Reading text →

=======

Although Andrew Jackson defended his own authority with resolute determination, he did not manifest a general respect for the authority of the law when it got in the way of the policies he chose to pursue. This character trait, already apparent in his military career, continued to manifest itself during his years in the White House. Jackson's removal of the federal deposits from the Bank of the United States proved but one of a number of presidential actions illustrating his impatience with legal restraints. His reactions to the Supreme Court's decision on Cherokee rights, to abolitionist use of the mails, and to the epidemic of public violence that raged during his presidency all contribute to the pattern. Old Hickory's admirers, in his own time and since, have extolled his willpower and leadership. Yet, although he set an example of an activist presidency, Jackson's administration was also an unusually divisive one. He remains the only president to have been formally censured by the Senate. No wonder the opposition party took up the name that traditionally stood for resistance to abuses of executive authority: "Whigs."
Jackson's personal attitude toward the law bore a decided congruence to the broader relationship of his [Democratic] party to the American legal tradition. . . Democrats could close their eyes to the problems of pervasive lawlessness and violence that plagued American society in their time. In the words of the historian Richard Hofstadter, violence in the Jacksonian period expressed "the pathology of a nation that defied control, governed by an ineffective leadership, impatient with authority, bedeviled by the internal heterogeneity, and above all cursed by an ancient and gloomy wrong": slavery.

=======

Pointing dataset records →
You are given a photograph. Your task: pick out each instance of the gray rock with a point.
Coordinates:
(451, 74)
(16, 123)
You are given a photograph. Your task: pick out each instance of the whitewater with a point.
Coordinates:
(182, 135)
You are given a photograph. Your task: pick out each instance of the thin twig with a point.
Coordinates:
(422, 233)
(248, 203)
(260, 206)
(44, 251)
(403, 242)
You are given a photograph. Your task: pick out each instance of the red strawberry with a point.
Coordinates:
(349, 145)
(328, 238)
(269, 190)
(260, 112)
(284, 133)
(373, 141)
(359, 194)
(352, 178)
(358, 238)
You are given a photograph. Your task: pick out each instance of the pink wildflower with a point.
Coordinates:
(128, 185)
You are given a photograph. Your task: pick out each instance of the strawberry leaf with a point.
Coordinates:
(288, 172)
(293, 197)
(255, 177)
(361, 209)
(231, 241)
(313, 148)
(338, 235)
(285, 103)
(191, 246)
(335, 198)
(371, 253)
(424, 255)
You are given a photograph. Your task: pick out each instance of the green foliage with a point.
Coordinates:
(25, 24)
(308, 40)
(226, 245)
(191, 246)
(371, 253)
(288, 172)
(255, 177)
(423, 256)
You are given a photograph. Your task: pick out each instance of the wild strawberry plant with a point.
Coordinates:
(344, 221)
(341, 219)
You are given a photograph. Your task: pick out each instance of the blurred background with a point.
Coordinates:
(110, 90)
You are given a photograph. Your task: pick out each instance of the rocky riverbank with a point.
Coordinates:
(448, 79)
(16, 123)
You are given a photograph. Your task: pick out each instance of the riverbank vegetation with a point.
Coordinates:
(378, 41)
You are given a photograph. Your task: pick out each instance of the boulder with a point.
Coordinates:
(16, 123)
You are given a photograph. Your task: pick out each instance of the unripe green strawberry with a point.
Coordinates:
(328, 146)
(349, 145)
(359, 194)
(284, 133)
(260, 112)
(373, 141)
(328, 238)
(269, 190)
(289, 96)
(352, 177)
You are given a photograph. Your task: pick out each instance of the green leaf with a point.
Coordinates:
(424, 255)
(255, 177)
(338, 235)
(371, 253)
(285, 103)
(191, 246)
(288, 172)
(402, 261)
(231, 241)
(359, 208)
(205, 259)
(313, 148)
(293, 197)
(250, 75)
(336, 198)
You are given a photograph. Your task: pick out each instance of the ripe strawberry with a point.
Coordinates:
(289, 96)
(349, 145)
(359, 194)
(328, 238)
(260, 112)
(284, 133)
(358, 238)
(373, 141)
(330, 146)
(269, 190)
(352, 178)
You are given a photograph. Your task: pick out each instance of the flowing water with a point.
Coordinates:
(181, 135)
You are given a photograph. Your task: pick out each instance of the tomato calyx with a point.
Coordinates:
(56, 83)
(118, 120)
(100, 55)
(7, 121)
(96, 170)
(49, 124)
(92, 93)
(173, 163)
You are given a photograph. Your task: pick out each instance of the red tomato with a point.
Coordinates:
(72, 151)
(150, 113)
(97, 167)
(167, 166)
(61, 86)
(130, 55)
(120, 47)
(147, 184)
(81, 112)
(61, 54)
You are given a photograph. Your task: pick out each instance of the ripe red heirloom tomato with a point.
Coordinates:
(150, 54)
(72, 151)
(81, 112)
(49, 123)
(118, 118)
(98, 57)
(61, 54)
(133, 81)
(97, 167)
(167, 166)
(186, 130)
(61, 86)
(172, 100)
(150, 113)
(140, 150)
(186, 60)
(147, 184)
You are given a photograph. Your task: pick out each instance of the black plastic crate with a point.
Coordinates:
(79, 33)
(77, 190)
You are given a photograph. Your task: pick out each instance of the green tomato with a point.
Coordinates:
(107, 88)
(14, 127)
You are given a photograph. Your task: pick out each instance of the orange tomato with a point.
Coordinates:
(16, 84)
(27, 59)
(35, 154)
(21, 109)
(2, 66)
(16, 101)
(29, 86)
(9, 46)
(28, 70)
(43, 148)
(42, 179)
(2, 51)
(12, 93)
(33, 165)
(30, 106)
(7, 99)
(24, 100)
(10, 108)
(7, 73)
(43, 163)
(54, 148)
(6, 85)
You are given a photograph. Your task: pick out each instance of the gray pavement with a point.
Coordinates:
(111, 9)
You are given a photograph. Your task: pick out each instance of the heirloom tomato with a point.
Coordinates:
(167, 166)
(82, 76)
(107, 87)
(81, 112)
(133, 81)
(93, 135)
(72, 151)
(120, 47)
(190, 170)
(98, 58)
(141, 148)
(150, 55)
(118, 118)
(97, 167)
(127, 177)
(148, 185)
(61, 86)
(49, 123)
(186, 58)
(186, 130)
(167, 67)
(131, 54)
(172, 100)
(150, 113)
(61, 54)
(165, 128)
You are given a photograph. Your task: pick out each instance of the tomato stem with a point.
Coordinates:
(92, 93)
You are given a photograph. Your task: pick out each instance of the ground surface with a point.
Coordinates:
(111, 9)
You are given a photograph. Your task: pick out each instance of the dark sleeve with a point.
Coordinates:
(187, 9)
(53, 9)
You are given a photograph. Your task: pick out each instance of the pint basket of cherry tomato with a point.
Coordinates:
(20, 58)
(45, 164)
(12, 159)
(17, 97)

=======

Complete the following →
A. Answer these questions from the passage on Andrew Jackson:
(i) Which body formally censured Jackson?
(ii) What name did the opposition party take up?
(iii) Which historian does the passage quote?
B. Decide whether each statement agrees with the passage on Andrew Jackson, and give yes or no along with the words from the passage that settle it.
(i) Jackson's administration was unusually unified.
(ii) Jackson removed the federal deposits from the Bank of the United States.
(iii) Jackson is the only president formally censured by the Senate.

Outputs →
A.
(i) The Senate
(ii) "Whigs"
(iii) Richard Hofstadter

B.
(i) No: "Jackson's administration was also an unusually divisive one."
(ii) Yes: "Jackson's removal of the federal deposits from the Bank of the United States"
(iii) Yes: "He remains the only president to have been formally censured by the Senate."